### [Énoncé écrit 1]
Indiquez si chacune des affirmations suivantes concorde avec le texte sur l’huile de palme en Côte d’Ivoire. Répondez par oui ou par non, puis citez mot pour mot les termes du texte qui tranchent.
(a) La majeure partie de l’huile de palme produite en Afrique est exportée vers l’Europe.
(b) En Côte d’Ivoire, la production d’huile de palme contribue moins à la déforestation que celles d’hévéa et de cacao.
(c) En Côte d’Ivoire, la filière palme fait vivre près de deux millions de personnes.
### [Énoncé écrit 2]
Reproduisez sous forme de liste numérotée les lignes des enregistrements qui vont de celle contenant "Practice step: put one dot on the aerial" à celle contenant "(1312, 374)", ces deux lignes comprises. Omettez les lignes vides.

### [Passage du texte]
1 – Vu d’Europe : une production au cœur de la lutte contre la déforestation


Les politiques européennes de lutte contre la déforestation importée s’articulent autour des réticences manifestées à l’égard de certaines productions agricoles, dont l’huile de palme, qui contribuent à la réduction des forêts tropicales. De fait, l’huile de palme est, à l’échelle mondiale, l’une de celles dont la durabilité environnementale est la plus discutée.

Le débat tend à se polariser sur l’huile importée des pays d’Asie du Sud-est. Pourtant, à l’échelle de la Côte d’Ivoire et, plus largement, de l’Afrique de l’Ouest, la problématique diffère quelque peu. D’abord, la très grande majorité des productions d’huile de palme africaines ne sont pas exportées en Europe mais restent consommées, presque exclusivement pour l’alimentation, dans la sous-région. La question ne se pose donc pas prioritairement sous l’angle de la déforestation importée, mais relève avant tout de préoccupations locales, sachant que le sujet est loin d’être anecdotique puisque les trois quarts de la forêt ivoirienne ont disparu depuis les années 1980 et que le déboisement, bien qu’en baisse, se poursuit à un rythme proche de 3 % par an[1]. Pour autant, ce constat ne réduit en rien la légitimité des bailleurs de fonds à soutenir la lutte contre la déforestation en Afrique. Outre que les forêts tropicales contribuent à l’atténuation du changement climatique global, l’huile de palme offre d’énormes atouts, liés à son exceptionnelle productivité par hectare[2], qui permet de contenir l’expansion des surfaces cultivées et d’accroître les revenus des ruraux.

Enfin, il convient de préciser, et c’est un paradoxe, qu’en Côte d’Ivoire la production d’huile de palme contribue moins à la déforestation que celles d’hévéa et de cacao, qui font pourtant l’objet de davantage de certifications environnementales et sont exportées en masse vers l’Europe.

2 – Une filière majeure dans l’économie ivoirienne, avec un fort potentiel de croissance

La filière palme occupe une place cruciale dans les économies ouest-africaines, pour deux raisons. D’abord, et c’est d’autant plus vrai en Côte d’Ivoire, parce que l’huile de palme constitue l’un des produits essentiels du panier de la ménagère et que la hausse de son prix constitue un facteur potentiel de déstabilisation sociale.

Par ailleurs, la quasi-intégralité des régimes de palme sont transformés localement, par une filière bien structurée qui fait vivre directement ou indirectement, dans ce pays, près de deux millions de personnes, soit 10 % de la population, et exporte 45 % de sa production (en 2017) dans la sous-région. Au total, selon certaines estimations, le secteur de l’huile de palme fournirait environ 2 % du produit intérieur brut de la Côte d’Ivoire.

### [Données fournies]

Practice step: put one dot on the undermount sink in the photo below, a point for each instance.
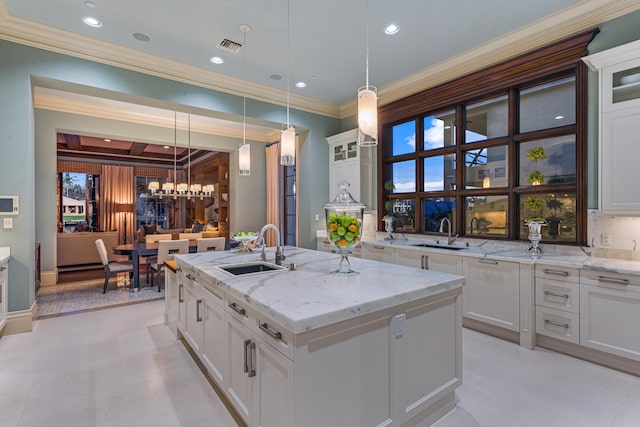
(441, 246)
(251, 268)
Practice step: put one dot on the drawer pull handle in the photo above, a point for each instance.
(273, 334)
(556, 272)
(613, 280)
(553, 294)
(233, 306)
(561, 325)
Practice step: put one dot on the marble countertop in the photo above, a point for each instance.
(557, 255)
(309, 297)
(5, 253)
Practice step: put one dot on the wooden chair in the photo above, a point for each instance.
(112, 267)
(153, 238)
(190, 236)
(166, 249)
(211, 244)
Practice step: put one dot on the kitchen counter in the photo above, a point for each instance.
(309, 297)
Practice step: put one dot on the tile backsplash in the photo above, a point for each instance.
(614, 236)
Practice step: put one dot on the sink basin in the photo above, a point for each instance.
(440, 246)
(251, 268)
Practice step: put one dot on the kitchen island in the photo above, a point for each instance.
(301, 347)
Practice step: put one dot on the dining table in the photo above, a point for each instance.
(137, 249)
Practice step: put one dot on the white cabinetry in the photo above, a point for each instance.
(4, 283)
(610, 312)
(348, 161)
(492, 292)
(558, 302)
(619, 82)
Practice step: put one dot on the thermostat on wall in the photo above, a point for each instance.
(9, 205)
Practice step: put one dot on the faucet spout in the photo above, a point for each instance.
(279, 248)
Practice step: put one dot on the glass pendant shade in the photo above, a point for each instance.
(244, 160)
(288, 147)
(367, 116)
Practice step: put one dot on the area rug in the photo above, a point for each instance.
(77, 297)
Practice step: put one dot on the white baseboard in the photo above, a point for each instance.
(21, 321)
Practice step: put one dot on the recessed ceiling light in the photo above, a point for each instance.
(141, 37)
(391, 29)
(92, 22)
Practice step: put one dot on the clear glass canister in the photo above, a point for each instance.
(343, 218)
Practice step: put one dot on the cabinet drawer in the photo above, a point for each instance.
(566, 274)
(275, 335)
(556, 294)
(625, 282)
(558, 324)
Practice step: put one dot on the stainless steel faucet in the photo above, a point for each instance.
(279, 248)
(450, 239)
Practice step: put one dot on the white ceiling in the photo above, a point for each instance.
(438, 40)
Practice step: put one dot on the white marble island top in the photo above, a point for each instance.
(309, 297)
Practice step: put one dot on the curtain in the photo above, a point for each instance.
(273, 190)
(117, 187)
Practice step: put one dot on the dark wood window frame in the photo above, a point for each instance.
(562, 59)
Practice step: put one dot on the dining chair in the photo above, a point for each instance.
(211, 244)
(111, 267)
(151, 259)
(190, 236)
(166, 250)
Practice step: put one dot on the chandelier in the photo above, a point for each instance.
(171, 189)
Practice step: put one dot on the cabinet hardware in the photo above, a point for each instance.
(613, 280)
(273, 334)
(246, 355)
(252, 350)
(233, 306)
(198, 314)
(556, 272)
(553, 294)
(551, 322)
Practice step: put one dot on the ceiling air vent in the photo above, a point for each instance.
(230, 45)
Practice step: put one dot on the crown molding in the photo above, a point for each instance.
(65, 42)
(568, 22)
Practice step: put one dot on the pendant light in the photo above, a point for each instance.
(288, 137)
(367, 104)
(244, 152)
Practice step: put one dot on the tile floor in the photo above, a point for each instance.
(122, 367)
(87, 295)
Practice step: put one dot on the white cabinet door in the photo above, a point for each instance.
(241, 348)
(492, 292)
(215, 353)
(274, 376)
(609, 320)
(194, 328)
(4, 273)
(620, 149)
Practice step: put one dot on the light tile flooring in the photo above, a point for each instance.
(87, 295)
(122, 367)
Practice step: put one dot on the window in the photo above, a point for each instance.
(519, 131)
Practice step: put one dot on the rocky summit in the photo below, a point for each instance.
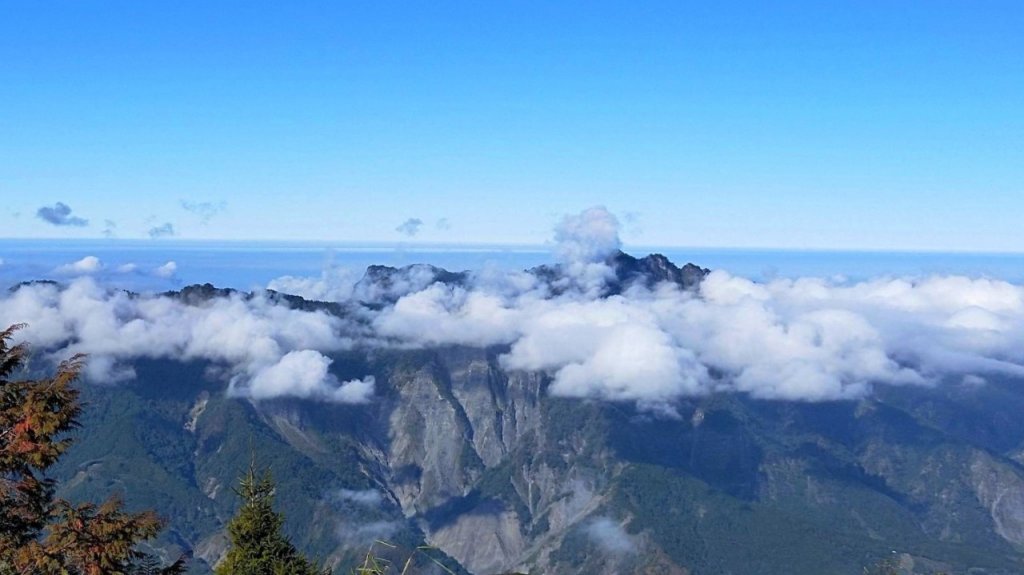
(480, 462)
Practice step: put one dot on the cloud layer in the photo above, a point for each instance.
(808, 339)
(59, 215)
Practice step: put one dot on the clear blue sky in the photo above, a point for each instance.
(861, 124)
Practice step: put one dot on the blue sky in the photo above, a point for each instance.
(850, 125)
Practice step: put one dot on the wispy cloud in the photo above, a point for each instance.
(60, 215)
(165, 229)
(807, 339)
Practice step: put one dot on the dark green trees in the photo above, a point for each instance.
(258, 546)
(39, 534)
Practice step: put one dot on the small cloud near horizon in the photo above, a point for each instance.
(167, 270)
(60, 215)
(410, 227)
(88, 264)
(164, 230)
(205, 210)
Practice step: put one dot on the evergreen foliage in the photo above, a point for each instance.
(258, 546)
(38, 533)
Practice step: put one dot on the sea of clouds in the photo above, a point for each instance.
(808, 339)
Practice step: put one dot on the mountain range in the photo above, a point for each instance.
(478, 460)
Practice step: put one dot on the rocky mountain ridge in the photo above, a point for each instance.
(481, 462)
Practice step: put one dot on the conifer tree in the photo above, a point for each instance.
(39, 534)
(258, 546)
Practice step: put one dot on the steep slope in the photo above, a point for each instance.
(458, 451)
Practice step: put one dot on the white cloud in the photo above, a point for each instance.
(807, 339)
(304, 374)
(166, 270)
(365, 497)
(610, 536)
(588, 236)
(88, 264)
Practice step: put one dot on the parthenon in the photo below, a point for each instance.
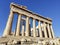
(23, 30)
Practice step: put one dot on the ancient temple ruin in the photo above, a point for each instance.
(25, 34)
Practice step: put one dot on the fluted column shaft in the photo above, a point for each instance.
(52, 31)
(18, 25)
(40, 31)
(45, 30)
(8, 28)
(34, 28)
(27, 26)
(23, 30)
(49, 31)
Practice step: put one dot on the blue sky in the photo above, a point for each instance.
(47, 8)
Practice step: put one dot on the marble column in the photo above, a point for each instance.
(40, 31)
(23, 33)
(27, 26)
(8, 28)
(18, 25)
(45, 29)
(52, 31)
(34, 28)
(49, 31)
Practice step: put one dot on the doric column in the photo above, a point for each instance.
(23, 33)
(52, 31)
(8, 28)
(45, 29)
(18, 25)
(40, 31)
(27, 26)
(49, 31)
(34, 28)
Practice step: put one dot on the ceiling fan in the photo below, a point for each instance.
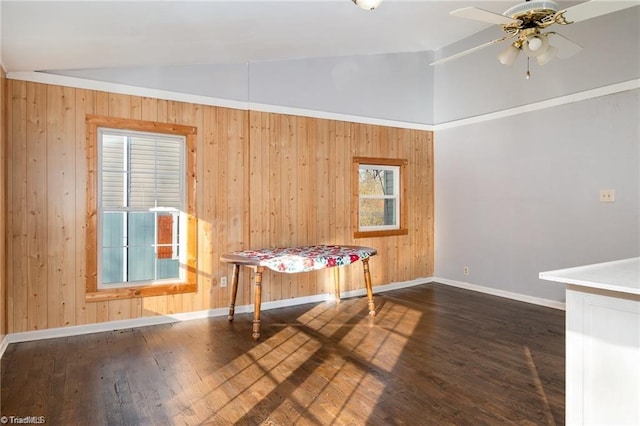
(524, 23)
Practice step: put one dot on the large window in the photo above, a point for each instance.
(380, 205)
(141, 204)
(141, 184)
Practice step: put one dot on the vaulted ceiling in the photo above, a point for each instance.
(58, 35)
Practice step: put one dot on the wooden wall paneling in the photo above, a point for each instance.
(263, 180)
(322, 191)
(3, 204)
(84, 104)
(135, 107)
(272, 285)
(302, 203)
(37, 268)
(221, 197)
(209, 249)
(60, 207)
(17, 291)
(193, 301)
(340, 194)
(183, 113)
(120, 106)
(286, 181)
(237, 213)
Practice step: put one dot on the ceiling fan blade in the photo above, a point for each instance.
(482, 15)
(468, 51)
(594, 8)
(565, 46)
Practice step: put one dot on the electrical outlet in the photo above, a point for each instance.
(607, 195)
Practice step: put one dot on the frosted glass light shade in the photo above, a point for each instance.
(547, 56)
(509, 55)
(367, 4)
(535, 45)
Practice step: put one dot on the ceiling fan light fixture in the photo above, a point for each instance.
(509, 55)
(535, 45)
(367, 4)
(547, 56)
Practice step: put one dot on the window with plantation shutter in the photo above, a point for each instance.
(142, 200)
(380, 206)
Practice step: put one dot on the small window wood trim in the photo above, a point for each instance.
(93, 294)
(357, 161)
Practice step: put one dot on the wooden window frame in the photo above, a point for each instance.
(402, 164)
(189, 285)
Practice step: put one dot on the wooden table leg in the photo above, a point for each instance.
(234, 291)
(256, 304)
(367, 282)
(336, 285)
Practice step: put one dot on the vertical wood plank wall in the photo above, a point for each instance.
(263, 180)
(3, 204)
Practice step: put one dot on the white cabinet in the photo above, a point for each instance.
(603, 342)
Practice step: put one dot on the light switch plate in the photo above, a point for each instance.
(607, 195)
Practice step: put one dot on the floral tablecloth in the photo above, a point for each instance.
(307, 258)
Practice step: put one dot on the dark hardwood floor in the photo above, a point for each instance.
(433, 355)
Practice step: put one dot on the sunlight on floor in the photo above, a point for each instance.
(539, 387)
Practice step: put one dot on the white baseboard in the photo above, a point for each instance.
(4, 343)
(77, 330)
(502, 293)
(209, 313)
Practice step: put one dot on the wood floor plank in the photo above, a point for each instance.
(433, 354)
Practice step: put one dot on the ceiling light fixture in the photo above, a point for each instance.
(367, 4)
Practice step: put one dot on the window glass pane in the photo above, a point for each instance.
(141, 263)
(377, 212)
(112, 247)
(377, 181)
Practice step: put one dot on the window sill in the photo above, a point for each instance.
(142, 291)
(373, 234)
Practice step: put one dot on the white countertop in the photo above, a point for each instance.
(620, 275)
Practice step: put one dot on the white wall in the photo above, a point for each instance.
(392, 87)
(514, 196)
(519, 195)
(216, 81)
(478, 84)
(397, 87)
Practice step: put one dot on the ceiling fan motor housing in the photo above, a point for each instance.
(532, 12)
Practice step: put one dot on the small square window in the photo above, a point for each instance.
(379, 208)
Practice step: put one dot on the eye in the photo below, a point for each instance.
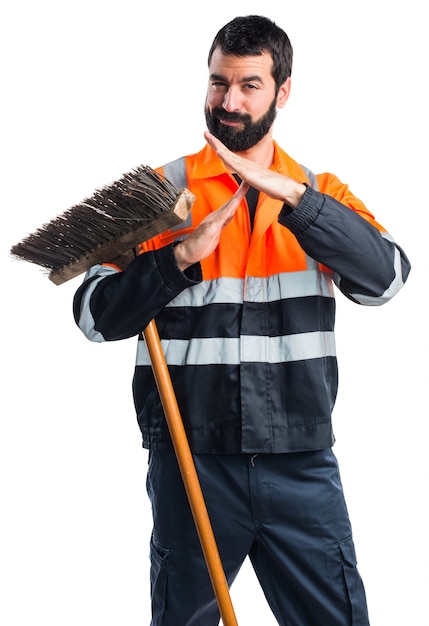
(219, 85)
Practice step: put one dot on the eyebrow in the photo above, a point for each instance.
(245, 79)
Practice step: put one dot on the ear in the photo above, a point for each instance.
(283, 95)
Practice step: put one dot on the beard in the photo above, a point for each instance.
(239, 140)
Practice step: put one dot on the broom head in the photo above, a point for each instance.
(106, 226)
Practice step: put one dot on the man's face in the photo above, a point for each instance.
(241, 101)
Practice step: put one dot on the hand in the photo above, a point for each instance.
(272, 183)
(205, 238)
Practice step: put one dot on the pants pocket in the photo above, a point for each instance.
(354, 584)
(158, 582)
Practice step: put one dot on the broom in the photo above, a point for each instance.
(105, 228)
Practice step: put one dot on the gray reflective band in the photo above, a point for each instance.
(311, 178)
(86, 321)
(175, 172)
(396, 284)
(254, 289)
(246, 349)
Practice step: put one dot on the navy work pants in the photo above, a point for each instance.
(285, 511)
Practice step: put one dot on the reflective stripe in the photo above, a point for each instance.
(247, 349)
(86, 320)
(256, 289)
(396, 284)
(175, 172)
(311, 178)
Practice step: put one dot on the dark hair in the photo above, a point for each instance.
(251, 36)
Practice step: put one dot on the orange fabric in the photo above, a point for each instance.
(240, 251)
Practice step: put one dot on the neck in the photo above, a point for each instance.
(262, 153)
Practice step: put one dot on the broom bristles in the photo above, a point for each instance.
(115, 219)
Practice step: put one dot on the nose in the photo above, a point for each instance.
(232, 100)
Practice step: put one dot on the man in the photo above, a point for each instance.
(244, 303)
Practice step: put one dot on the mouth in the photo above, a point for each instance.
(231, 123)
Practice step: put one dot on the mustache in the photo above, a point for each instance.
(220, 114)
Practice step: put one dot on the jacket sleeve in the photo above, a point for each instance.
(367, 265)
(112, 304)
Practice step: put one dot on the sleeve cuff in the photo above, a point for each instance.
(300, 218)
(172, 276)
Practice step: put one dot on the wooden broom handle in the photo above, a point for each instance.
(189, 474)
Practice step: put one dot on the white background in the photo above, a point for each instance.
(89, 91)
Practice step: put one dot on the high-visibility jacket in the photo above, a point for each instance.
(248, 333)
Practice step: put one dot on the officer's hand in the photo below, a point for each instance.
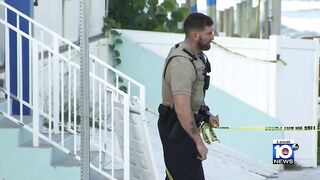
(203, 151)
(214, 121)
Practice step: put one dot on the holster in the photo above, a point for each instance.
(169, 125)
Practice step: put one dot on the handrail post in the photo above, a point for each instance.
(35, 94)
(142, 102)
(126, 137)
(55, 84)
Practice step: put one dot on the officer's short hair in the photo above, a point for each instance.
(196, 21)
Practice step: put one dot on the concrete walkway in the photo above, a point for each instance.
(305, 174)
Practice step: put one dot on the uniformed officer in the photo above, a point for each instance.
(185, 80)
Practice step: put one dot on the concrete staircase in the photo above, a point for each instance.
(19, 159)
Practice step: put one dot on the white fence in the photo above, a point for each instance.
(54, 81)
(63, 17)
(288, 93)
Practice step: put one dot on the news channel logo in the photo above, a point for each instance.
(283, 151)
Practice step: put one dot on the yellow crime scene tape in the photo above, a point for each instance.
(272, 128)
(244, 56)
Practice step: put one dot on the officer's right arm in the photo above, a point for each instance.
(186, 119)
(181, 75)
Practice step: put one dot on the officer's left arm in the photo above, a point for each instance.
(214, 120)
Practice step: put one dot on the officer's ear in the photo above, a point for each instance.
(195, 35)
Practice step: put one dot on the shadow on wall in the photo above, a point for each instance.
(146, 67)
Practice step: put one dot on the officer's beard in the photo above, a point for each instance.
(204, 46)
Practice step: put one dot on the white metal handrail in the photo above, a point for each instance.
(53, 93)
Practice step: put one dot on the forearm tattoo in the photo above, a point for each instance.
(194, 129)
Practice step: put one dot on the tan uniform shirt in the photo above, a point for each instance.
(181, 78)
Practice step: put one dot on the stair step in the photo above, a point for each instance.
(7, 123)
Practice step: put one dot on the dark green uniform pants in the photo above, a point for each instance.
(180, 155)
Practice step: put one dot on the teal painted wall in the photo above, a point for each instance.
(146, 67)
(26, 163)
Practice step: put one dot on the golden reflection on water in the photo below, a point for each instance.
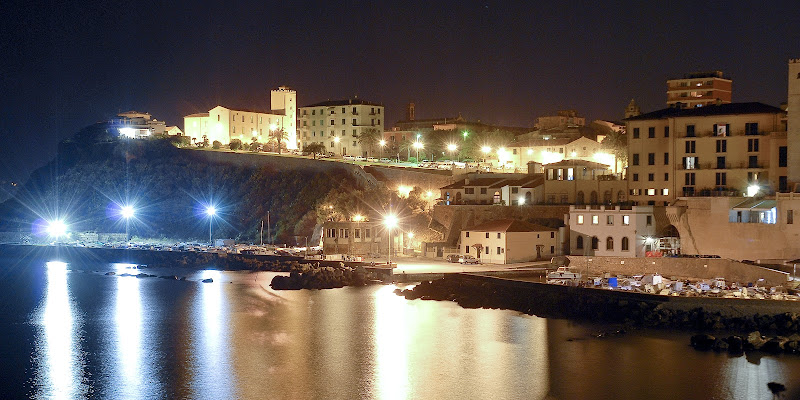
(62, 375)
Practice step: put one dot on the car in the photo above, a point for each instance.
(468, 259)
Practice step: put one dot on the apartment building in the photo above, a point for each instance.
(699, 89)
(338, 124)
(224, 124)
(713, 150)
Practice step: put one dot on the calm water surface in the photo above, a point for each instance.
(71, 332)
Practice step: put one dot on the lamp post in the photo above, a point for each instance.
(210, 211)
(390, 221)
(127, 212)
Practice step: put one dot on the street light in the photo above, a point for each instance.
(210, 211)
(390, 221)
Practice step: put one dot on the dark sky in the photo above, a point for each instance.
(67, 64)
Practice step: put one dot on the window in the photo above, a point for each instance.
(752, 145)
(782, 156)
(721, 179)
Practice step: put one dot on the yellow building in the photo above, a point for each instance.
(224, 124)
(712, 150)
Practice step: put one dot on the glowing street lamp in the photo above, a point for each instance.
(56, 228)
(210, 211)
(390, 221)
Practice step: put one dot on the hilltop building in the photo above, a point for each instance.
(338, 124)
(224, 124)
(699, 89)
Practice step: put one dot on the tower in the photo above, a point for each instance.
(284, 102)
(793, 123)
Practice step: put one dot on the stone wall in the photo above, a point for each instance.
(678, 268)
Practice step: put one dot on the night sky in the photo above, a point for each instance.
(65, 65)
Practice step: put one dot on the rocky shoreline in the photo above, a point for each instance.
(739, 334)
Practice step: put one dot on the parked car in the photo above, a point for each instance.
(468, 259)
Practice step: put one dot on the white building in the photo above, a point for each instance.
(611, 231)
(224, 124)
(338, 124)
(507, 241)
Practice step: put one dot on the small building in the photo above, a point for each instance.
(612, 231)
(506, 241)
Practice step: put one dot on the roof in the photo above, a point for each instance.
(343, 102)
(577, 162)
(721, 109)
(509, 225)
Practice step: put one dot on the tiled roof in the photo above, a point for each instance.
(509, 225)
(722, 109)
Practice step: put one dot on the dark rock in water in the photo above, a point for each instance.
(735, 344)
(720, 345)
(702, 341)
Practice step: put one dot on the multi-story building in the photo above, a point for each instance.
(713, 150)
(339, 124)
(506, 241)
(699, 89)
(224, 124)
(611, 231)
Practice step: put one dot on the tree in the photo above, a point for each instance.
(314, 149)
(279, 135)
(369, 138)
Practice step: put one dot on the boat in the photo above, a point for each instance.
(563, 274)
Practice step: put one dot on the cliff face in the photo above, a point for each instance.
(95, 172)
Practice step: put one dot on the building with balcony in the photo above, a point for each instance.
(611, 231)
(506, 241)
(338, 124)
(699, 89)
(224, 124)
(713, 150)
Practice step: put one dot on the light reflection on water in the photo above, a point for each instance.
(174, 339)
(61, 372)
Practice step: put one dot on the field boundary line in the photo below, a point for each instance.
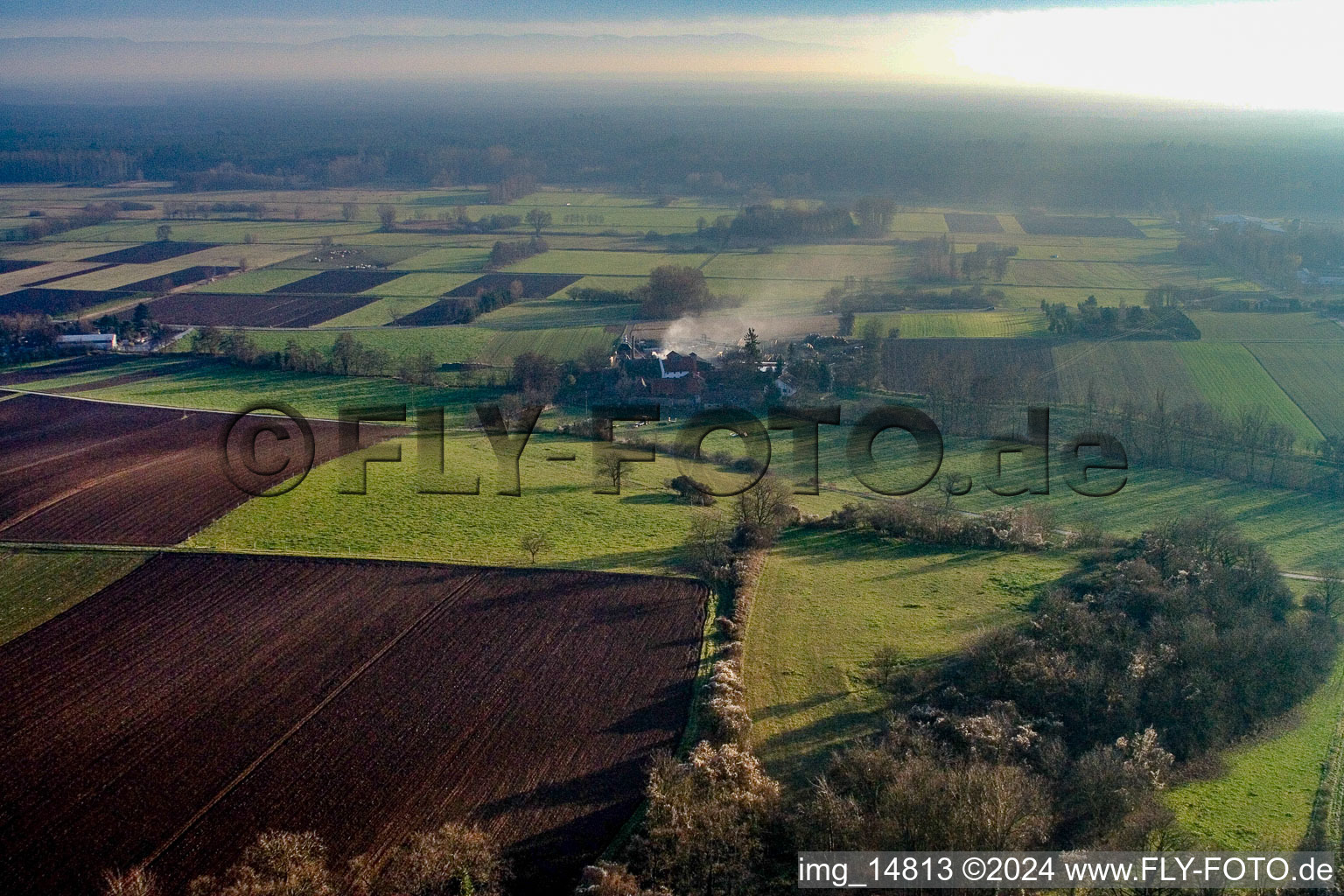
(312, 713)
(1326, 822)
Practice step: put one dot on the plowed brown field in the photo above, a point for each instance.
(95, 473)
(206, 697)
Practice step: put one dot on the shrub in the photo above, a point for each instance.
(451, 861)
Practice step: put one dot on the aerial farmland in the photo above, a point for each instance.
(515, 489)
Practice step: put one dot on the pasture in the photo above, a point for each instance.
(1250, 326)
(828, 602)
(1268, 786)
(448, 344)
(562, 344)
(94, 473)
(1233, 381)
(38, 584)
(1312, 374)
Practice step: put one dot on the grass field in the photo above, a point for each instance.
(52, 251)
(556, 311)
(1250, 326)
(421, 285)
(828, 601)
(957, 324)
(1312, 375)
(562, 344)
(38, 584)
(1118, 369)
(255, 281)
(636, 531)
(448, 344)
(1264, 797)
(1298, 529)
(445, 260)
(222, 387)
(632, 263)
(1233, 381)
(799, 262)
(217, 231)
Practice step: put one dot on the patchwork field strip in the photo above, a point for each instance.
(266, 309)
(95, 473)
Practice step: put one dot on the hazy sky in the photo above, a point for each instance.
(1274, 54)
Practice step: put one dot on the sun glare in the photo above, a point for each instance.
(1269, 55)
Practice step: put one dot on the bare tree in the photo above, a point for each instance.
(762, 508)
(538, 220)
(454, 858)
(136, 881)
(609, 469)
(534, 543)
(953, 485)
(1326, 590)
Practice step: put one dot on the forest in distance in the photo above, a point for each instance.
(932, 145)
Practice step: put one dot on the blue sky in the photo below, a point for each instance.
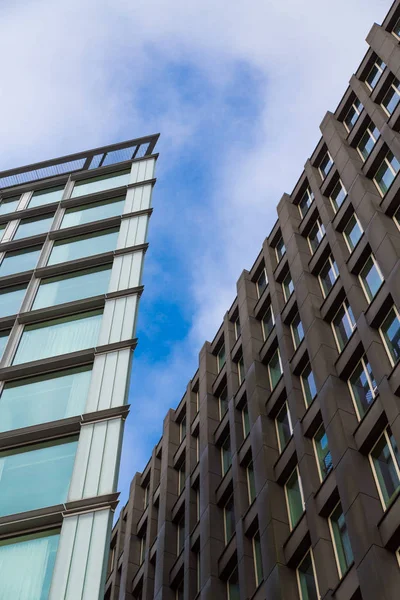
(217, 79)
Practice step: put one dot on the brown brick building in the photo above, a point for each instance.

### [Réponse complète 1]
(a) Non : « la très grande majorité des productions d’huile de palme africaines ne sont pas exportées en Europe ».
(b) Oui : « en Côte d’Ivoire la production d’huile de palme contribue moins à la déforestation que celles d’hévéa et de cacao ».
(c) Oui : « fait vivre directement ou indirectement, dans ce pays, près de deux millions de personnes ».

### [Réponse complète 2]
1. Practice step: put one dot on the aerial farmland in the photo above, a point for each instance.
2. (515, 489)
3. Practice step: put one dot on the pasture in the photo above, a point for each instance.
4. (1250, 326)
5. (828, 602)
6. (1268, 786)
7. (448, 344)
8. (562, 344)
9. (94, 473)
10. (1233, 381)
11. (38, 584)
12. (1312, 374)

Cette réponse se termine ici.